== WHAT YOU WILL DO ==
Please give back, exactly as written, only the line containing "label the cyclist's hand, a" and every line after it until the data below ends.

(Dataset records)
────────────────────────────────────────
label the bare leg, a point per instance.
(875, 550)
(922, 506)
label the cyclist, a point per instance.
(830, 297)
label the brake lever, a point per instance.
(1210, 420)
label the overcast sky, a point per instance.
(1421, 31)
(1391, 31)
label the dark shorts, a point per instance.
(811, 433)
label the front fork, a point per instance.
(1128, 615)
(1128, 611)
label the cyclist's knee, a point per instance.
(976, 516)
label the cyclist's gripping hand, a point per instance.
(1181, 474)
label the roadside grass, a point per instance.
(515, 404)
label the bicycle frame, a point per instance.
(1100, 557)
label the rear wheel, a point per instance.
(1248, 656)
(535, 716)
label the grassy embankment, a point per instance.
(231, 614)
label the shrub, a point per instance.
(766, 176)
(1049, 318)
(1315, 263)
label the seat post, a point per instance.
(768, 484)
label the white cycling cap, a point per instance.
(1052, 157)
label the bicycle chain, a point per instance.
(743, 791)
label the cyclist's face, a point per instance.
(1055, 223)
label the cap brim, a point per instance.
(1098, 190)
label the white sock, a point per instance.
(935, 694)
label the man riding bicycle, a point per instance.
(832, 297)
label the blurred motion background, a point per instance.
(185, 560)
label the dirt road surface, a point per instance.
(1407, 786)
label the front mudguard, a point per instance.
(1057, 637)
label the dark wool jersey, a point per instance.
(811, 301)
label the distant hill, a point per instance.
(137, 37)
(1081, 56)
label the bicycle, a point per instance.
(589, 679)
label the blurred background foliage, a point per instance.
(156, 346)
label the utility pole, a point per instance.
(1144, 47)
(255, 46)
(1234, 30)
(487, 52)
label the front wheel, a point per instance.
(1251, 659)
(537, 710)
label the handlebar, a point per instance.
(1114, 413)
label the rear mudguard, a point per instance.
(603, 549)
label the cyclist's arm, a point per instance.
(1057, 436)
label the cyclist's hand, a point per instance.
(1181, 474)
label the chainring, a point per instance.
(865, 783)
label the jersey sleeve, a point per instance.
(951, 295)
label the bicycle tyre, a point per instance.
────────────────────────────────────────
== REPLY ==
label the cyclist's hand, a point per instance.
(1181, 474)
label the chainring, a point per instance.
(865, 783)
label the jersey sleeve, a point per instance.
(951, 295)
label the bicycle tyre, a point per instance.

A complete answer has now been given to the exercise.